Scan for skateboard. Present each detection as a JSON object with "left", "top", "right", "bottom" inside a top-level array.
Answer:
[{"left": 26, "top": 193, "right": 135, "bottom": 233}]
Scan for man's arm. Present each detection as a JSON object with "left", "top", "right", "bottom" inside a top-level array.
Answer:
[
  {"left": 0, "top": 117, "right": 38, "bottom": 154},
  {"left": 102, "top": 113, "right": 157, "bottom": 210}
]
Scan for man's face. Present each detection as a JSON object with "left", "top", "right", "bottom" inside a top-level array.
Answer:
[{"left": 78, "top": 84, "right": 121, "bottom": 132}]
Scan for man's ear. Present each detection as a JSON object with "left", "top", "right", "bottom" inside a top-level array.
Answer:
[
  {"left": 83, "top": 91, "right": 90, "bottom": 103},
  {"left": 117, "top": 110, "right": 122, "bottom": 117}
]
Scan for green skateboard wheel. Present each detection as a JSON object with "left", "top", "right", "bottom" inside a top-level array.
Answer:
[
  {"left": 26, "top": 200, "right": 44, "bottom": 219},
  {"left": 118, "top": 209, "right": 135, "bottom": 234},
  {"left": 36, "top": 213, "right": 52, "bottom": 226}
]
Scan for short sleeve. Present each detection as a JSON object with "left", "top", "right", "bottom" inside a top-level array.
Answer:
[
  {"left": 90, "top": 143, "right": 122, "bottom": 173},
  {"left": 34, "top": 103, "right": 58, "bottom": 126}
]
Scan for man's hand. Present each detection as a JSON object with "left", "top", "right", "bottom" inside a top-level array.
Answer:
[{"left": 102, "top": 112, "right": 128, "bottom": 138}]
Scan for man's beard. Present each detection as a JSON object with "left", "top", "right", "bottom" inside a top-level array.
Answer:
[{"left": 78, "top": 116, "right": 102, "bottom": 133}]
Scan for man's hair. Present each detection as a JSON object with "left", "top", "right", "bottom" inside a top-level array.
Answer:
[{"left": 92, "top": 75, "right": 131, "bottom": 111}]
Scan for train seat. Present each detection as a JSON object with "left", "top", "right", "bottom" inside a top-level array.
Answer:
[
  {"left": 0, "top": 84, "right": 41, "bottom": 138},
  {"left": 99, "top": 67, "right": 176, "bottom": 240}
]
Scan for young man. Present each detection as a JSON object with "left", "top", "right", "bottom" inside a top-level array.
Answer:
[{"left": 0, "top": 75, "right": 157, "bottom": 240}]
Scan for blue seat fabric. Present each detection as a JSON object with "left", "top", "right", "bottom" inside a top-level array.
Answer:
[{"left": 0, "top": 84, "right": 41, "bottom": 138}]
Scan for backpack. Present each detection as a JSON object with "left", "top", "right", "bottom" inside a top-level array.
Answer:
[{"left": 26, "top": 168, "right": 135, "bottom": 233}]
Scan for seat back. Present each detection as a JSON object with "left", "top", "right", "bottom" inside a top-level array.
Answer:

----

_EXERCISE PROMPT_. Please set out all the lines above as a Markdown table with two columns, No. and Line, numbering each row and leaving out any blank lines.

_RESPONSE TO THE EXERCISE_.
| No. | Line |
|---|---|
| 1 | Scan for skateboard. Present each detection as a JSON object with "left", "top", "right", "bottom" inside a top-level array. |
| 2 | Answer: |
| 3 | [{"left": 26, "top": 193, "right": 135, "bottom": 233}] |
| 4 | Scan for man's arm. Present each detection as a JSON object with "left", "top", "right", "bottom" inside a top-level array. |
| 5 | Answer: |
| 6 | [ |
| 7 |   {"left": 0, "top": 117, "right": 38, "bottom": 154}, |
| 8 |   {"left": 102, "top": 113, "right": 157, "bottom": 210} |
| 9 | ] |
| 10 | Scan for man's face. Present each detection as a JSON object with "left", "top", "right", "bottom" inside a top-level array. |
| 11 | Answer: |
| 12 | [{"left": 78, "top": 84, "right": 121, "bottom": 132}] |
| 13 | Scan for man's ear. Present each detection as a JSON object with "left", "top", "right", "bottom" inside a top-level array. |
| 14 | Answer: |
| 15 | [ |
| 16 |   {"left": 83, "top": 91, "right": 90, "bottom": 103}, |
| 17 |   {"left": 117, "top": 110, "right": 122, "bottom": 117} |
| 18 | ] |
| 19 | Scan for green skateboard wheel. Present each detection as a JSON object with "left", "top", "right", "bottom" inside a top-level array. |
| 20 | Answer: |
| 21 | [ |
| 22 |   {"left": 26, "top": 200, "right": 44, "bottom": 219}, |
| 23 |   {"left": 118, "top": 209, "right": 135, "bottom": 234}, |
| 24 |   {"left": 36, "top": 213, "right": 52, "bottom": 226} |
| 25 | ] |
| 26 | Scan for short sleeve. Present each detection as a JSON object with "left", "top", "right", "bottom" inside a top-level array. |
| 27 | Answer: |
| 28 | [ |
| 29 |   {"left": 90, "top": 143, "right": 122, "bottom": 173}, |
| 30 |   {"left": 34, "top": 103, "right": 58, "bottom": 126} |
| 31 | ] |
| 32 | Scan for man's hand. Present each detection as a JSON object with "left", "top", "right", "bottom" inside a top-level array. |
| 33 | Answer: |
| 34 | [{"left": 102, "top": 112, "right": 128, "bottom": 138}] |
| 35 | Scan for man's beard. Present each detection as a JSON object with "left", "top", "right", "bottom" inside a top-level array. |
| 36 | Answer: |
| 37 | [{"left": 78, "top": 116, "right": 102, "bottom": 133}] |
| 38 | Scan for man's hair. Present each detection as a JSON object with "left", "top", "right", "bottom" inside a top-level array. |
| 39 | Answer: |
| 40 | [{"left": 92, "top": 75, "right": 131, "bottom": 111}] |
| 41 | Scan for train seat. Present each detection as a JSON object with "left", "top", "right", "bottom" inside a top-level array. |
| 42 | Answer: |
| 43 | [ |
| 44 |   {"left": 0, "top": 84, "right": 41, "bottom": 138}, |
| 45 |   {"left": 99, "top": 67, "right": 176, "bottom": 240} |
| 46 | ] |
| 47 | Scan for young man. Present each detection as a JSON object with "left", "top", "right", "bottom" inside a top-level array. |
| 48 | Answer: |
| 49 | [{"left": 0, "top": 75, "right": 157, "bottom": 240}] |
| 50 | Scan for blue seat fabric. Present each detection as a JSON object with "left", "top", "right", "bottom" inside a top-level array. |
| 51 | Answer: |
| 52 | [{"left": 0, "top": 84, "right": 41, "bottom": 138}] |
| 53 | Scan for backpack. Present each detection as a JSON object with "left", "top", "right", "bottom" inside a top-level array. |
| 54 | Answer: |
| 55 | [{"left": 26, "top": 168, "right": 135, "bottom": 233}] |
| 56 | Scan for seat back. Present each detection as a JSON object with "left", "top", "right", "bottom" inside a top-level array. |
| 57 | Answer: |